Exercise instructions - Copy out the stretch of the listing below from the line containing "Where can the feathered" through the line containing "column 94, row 499", character for character, including both of those lines.

BEGIN Provided records

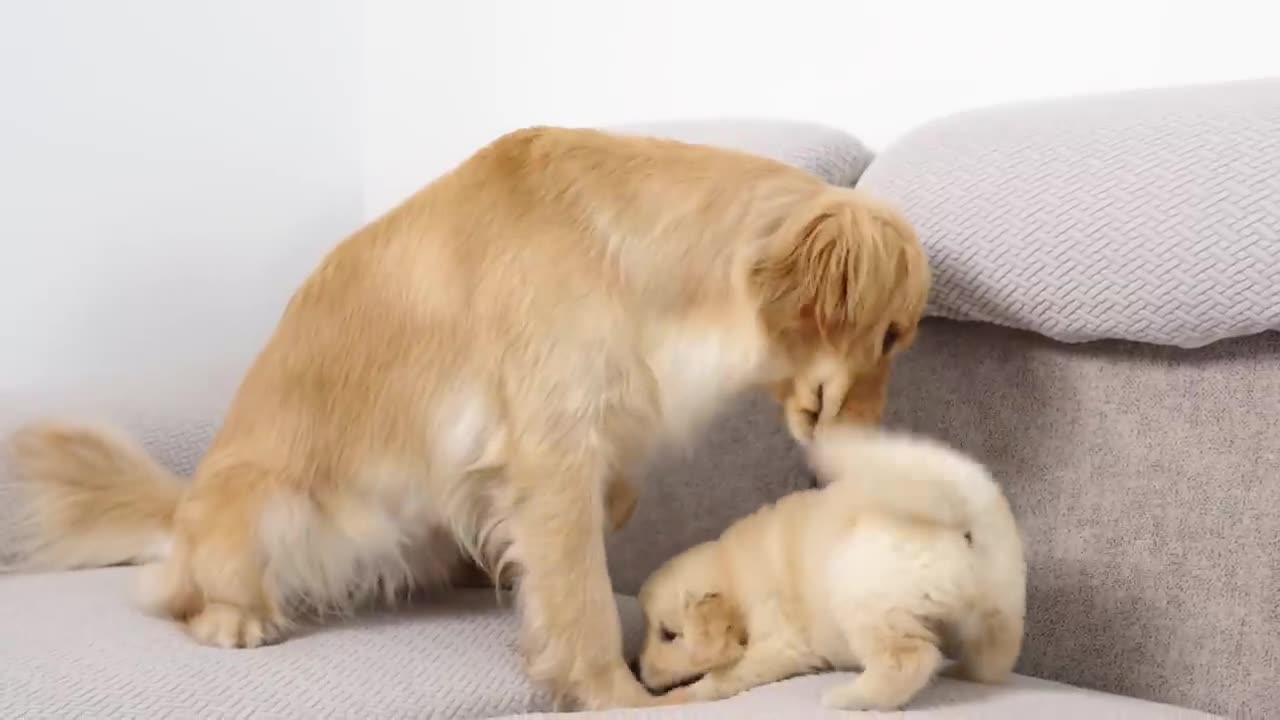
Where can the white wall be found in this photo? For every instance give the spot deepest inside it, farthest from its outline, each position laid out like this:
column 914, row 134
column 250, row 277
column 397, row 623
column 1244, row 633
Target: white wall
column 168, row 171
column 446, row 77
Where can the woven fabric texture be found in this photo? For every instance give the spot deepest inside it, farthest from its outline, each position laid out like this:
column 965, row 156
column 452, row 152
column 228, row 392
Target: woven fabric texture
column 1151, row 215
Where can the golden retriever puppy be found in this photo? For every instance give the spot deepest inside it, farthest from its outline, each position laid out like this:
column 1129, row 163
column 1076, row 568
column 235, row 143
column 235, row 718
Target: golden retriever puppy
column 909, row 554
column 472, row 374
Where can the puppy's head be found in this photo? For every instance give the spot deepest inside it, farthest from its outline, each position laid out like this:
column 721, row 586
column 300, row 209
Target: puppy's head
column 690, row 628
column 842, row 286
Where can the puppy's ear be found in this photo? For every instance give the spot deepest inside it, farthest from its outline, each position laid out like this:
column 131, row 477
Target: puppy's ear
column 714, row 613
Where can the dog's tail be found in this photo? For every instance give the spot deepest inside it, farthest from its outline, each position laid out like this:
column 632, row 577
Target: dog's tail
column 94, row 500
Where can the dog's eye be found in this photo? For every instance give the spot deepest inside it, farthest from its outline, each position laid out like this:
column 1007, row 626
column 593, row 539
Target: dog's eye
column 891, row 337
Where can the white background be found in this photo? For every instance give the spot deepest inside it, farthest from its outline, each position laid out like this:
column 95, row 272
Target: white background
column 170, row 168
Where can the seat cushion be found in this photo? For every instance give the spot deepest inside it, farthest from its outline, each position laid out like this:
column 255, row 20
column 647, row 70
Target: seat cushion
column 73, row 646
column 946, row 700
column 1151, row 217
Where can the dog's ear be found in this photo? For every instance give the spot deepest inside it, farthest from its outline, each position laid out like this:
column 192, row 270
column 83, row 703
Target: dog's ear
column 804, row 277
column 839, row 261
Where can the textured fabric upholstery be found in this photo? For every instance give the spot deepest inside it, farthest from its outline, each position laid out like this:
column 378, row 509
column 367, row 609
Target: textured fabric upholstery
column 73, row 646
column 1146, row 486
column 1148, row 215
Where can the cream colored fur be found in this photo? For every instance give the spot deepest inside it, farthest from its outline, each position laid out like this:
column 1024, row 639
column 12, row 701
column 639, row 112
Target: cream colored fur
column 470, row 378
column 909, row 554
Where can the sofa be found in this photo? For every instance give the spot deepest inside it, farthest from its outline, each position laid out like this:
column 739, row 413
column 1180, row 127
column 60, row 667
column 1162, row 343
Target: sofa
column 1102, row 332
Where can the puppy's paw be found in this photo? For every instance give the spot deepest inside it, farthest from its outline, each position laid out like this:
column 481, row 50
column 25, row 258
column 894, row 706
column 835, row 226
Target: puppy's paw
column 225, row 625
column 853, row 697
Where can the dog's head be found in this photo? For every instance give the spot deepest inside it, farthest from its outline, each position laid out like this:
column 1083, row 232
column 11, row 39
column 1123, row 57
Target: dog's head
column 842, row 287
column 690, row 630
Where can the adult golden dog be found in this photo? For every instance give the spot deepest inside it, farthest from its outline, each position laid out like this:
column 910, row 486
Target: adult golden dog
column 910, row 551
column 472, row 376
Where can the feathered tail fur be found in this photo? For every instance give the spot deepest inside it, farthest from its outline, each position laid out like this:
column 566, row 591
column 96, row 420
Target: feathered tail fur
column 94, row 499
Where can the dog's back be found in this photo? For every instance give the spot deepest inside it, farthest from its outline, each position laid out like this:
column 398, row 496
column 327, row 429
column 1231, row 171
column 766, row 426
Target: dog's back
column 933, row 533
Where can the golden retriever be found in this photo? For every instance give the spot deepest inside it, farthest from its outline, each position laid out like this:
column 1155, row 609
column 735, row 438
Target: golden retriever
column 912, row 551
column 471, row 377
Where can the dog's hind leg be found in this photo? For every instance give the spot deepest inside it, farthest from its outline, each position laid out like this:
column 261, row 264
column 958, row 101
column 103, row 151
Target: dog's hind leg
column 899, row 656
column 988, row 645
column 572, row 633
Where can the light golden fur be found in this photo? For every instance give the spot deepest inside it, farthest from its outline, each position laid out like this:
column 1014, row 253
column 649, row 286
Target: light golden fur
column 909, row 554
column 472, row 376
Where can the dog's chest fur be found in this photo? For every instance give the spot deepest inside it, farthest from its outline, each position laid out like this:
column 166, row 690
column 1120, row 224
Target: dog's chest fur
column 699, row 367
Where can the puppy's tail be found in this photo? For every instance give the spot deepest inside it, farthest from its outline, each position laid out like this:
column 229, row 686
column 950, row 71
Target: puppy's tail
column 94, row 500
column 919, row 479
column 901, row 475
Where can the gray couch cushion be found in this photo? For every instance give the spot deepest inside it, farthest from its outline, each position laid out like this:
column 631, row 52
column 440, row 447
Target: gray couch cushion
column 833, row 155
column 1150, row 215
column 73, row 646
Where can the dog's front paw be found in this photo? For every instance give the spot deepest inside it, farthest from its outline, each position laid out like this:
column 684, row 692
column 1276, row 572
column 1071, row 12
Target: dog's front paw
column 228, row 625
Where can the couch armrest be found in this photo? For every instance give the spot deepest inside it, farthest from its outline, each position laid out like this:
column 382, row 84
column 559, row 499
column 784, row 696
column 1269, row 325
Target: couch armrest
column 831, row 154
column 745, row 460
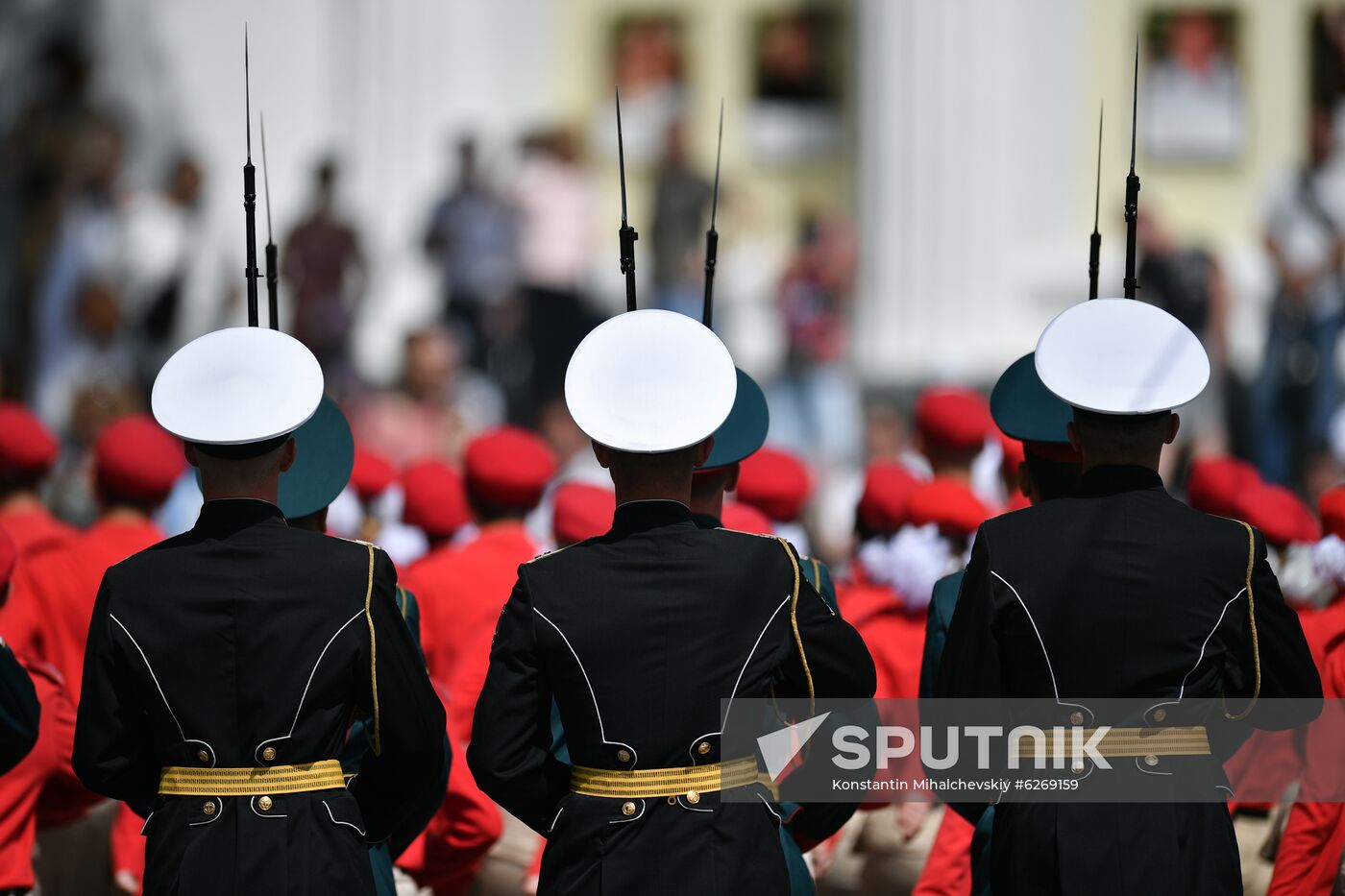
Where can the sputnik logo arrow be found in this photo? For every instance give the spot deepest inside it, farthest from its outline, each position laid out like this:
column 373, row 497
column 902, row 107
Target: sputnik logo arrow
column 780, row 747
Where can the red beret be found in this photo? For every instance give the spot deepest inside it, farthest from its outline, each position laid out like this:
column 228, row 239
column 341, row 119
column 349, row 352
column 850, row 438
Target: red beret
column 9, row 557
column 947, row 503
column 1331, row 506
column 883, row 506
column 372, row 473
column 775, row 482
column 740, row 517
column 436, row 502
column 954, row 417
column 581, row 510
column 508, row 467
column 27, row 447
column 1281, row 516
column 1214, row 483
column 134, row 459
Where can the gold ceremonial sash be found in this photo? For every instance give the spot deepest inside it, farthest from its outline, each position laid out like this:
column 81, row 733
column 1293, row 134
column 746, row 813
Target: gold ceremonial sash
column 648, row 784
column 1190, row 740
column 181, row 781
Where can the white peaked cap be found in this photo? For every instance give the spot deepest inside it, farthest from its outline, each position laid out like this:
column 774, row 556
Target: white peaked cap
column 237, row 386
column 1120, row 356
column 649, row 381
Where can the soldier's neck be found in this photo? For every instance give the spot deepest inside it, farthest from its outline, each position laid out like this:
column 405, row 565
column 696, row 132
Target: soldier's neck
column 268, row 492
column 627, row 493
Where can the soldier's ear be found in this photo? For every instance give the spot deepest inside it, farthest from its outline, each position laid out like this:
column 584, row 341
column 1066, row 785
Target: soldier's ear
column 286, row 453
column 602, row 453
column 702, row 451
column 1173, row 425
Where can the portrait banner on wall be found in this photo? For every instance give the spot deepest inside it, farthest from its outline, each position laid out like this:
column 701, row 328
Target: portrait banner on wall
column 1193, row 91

END Provided records

Solution to this exercise -
Where can the feathered tail fur be found in this photo? For every instance give the spot deepest inside it, farthest from its outline, each position laid out like this:
column 566, row 591
column 96, row 420
Target: feathered tail fur
column 94, row 499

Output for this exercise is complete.